**Problem description:** Could you give back only the lines in the stretch from the one containing "Target: asphalt road" through the last line, with every "pointer" changed to "locator" and nothing else altered?
### Dataset records
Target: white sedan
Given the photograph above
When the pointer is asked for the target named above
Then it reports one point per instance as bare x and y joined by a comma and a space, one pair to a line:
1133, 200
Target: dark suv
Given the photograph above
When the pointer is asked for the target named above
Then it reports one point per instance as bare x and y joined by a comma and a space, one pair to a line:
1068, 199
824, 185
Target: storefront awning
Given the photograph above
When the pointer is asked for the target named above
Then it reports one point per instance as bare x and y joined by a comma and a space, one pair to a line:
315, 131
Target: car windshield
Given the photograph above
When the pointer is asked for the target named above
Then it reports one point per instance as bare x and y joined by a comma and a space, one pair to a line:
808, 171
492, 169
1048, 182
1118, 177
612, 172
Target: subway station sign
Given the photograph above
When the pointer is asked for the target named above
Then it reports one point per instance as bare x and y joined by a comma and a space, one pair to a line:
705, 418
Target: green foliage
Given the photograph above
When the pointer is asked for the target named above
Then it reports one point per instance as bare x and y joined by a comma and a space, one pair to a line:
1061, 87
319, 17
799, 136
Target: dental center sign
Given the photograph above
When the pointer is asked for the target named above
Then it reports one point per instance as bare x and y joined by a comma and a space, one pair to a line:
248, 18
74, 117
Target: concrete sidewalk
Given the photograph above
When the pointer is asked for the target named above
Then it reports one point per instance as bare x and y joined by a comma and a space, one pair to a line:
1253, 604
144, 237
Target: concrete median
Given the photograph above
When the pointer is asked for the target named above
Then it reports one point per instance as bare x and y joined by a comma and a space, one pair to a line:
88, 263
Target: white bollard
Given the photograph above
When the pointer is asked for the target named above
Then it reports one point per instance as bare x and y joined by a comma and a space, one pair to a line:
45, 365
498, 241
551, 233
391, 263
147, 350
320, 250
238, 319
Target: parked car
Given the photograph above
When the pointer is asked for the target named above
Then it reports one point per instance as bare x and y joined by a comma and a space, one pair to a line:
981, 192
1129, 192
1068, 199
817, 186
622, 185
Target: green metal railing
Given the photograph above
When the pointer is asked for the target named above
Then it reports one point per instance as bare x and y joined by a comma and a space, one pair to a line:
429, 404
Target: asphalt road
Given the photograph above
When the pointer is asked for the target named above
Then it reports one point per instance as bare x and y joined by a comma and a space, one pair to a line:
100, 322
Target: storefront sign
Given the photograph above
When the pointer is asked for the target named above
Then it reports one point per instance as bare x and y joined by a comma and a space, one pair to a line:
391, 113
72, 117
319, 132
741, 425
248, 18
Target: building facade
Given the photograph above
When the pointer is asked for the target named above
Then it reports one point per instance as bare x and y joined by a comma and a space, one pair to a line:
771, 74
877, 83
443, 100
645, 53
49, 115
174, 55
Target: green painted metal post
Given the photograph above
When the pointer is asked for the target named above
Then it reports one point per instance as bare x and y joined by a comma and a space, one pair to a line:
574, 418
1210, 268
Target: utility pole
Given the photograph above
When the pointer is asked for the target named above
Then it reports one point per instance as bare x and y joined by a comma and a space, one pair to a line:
######
**Worked answer:**
Target: asphalt road
Given the photograph above
When the locator is asked for the target named above
Then it reports one point per instance as bare x and y joined by a comma and a space, one pair to a line:
100, 322
Target: storefront sign
Given the photograph above
When the locator is asked for the target named above
Then it reports one point per instance as bare x and y joined by a comma and a space, one pair to a line:
391, 113
72, 117
319, 132
741, 425
248, 18
Target: building facade
Given the photograph above
When the locator is asked for the target named above
Then it reports one point per instance as bare x and y joined by a comma and a space, one pair to a line:
771, 74
877, 83
443, 100
645, 53
49, 115
174, 55
Target: green painted metal post
Given the photograph above
When the locator is asked for the target named above
Then it reports one point per instance as bare x and y joined by a comma and a space, one pair to a line:
574, 418
1210, 268
Target: utility pole
Given the photograph above
When the locator is asked for the target named above
Then it reports one point per instance as bare x and y joined by a comma and a space, one pair to a line:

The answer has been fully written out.